[RECORDS FOR THE TASK Boundary: Start]

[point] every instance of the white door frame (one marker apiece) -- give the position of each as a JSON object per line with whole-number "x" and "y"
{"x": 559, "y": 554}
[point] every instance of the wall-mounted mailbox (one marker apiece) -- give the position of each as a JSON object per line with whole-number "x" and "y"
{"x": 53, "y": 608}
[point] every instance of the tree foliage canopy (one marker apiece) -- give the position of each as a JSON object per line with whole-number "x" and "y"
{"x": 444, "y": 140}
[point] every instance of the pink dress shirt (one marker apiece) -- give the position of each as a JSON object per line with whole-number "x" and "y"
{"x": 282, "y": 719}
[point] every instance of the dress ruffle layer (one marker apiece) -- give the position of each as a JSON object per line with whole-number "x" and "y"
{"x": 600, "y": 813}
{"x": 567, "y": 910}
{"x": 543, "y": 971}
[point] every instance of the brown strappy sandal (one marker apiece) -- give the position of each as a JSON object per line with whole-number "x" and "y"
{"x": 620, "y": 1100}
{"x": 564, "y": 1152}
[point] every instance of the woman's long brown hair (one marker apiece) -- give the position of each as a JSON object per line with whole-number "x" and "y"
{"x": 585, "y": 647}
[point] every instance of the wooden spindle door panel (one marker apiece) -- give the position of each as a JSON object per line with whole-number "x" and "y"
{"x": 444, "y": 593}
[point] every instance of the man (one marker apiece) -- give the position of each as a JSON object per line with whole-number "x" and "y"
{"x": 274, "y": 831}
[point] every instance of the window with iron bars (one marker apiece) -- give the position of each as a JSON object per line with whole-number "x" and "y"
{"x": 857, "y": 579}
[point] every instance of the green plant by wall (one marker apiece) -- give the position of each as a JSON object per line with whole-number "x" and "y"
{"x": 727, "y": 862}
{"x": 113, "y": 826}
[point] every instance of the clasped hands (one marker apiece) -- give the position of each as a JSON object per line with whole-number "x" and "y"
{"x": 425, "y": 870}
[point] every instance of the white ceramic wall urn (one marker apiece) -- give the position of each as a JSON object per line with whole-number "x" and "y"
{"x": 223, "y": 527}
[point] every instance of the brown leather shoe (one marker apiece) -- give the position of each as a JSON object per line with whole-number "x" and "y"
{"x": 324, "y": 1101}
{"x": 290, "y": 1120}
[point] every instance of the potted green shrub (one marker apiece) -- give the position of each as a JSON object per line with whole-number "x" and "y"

[RECORDS FOR THE TASK Boundary: End]

**EXERCISE OBJECTIVE:**
With nothing left out, copy every record exactly.

**REPLY:**
[point] every instance of the white door frame (one marker apiece) -- give the position of each as a JSON object per line with whole-number "x" and "y"
{"x": 559, "y": 554}
[point] every instance of the wall-mounted mailbox (one marker apiece) -- give the position of each as a JSON object per line with whole-number "x" and "y"
{"x": 53, "y": 608}
[point] every instance of the tree foliage canopy (one marker apiece) -- give the position of each as a JSON object per line with whole-number "x" and "y"
{"x": 444, "y": 140}
[point] every instance of the pink dress shirt (one marker apiece) -- give the position of each as a JSON object per line with whole-number "x" and "y"
{"x": 282, "y": 719}
[point] every instance of the dress ruffle layer (one marker apiece) -- give the position of each as a JSON object per line with whole-number "x" and "y"
{"x": 600, "y": 813}
{"x": 567, "y": 910}
{"x": 543, "y": 971}
[point] every instance of the brown strappy sandal (one marker apiece) -- give the position of each as a JSON object per line with whole-number "x" and "y"
{"x": 620, "y": 1100}
{"x": 564, "y": 1152}
[point] every instance of the woman's long brown hair (one marker apiece) -- give the position of each as a JSON object per line with whole-number "x" and "y"
{"x": 585, "y": 647}
[point] every instance of the wooden spindle door panel (one marker apiece) -- give the position of each as a JSON object per line with whole-number "x" and "y"
{"x": 444, "y": 593}
[point] every instance of the man (one marker apiece) -- give the position of each as a JSON object per line with whole-number "x" and "y"
{"x": 274, "y": 831}
[point] every instance of the window with iron bars (one marker apiece) -- give the position of each as a JSON object per line with whole-number "x" and "y"
{"x": 857, "y": 579}
[point] every instance of the green plant by wall (one marker apiece) -- give the position of each as a JSON object per line with whole-number "x" and "y"
{"x": 727, "y": 862}
{"x": 113, "y": 826}
[point] every instance of the clasped hands (one marker apiece) -- give the position of each as a JSON object per line with whole-number "x" and "y"
{"x": 425, "y": 870}
[point] every instance of the white ceramic wall urn (one marker apiece) -- give the position of each as a JSON object per line with whole-number "x" and "y"
{"x": 223, "y": 527}
[point] every instance of the brown leather shoe (one marker apiece) -- give the position of each as a JSON object per line with whole-number "x" and "y"
{"x": 324, "y": 1101}
{"x": 290, "y": 1120}
[point] every instance of the potted green shrub (one marker apiece) -- give the position of each as a JSON object per line with whole-number "x" and "y"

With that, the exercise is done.